Exercise directions
Copy the result of filtering the entries below for lines that include the string "shadow".

Records for this exercise section start

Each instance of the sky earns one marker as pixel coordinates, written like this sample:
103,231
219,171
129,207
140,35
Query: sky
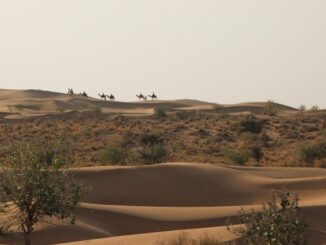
224,51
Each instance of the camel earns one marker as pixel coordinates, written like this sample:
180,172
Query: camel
70,91
111,97
140,96
102,96
153,96
83,94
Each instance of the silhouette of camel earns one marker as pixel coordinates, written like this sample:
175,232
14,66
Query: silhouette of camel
153,96
102,96
111,97
70,91
83,94
140,96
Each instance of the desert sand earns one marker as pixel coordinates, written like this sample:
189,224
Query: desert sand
142,205
18,104
146,204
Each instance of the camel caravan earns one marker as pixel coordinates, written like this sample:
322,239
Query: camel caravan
111,97
140,96
81,94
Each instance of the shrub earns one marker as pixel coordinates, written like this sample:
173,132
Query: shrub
237,156
271,108
160,113
53,152
185,239
113,154
36,190
150,139
251,125
311,152
314,108
256,153
277,223
155,153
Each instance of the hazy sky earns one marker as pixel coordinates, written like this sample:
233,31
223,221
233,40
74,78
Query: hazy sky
223,51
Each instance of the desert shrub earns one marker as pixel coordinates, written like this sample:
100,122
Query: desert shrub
155,153
36,190
150,139
237,156
160,113
265,139
249,137
314,108
277,223
113,154
182,115
256,153
218,108
53,152
271,108
251,125
185,239
97,111
302,108
152,150
311,152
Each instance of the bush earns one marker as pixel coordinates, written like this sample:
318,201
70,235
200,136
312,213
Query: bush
113,154
150,139
185,239
160,113
271,108
311,152
277,223
155,153
237,156
36,190
251,125
59,151
256,153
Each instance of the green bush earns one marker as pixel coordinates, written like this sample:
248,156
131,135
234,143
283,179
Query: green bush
251,125
237,156
113,154
256,153
311,152
155,153
160,113
277,223
271,108
53,152
150,139
185,239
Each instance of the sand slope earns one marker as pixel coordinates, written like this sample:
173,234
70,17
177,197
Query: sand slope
137,200
17,104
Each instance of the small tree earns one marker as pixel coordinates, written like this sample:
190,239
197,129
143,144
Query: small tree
37,189
277,223
256,153
271,108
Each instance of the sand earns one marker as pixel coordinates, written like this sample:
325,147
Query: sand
19,104
139,205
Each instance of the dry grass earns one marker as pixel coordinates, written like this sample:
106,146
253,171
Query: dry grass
194,137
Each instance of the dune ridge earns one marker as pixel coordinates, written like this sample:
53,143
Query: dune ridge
18,104
137,202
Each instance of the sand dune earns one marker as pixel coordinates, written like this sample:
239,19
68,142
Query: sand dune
17,104
126,201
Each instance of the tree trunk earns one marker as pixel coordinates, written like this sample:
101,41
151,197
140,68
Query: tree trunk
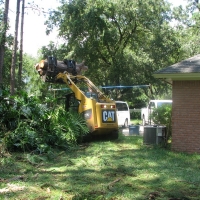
2,42
21,47
14,54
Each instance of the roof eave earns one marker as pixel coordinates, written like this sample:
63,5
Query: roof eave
182,76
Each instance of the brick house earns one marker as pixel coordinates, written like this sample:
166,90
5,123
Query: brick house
185,79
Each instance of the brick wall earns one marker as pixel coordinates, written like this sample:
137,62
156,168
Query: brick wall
186,116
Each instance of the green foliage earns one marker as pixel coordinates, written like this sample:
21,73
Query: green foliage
123,169
126,40
28,125
162,116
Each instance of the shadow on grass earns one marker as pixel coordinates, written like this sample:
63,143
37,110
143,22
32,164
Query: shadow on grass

Records for this exercise section end

Exercise output
Each instance of the shadow on grass earns one marker as pixel coordinates, written like this sample:
Query: shadow on grass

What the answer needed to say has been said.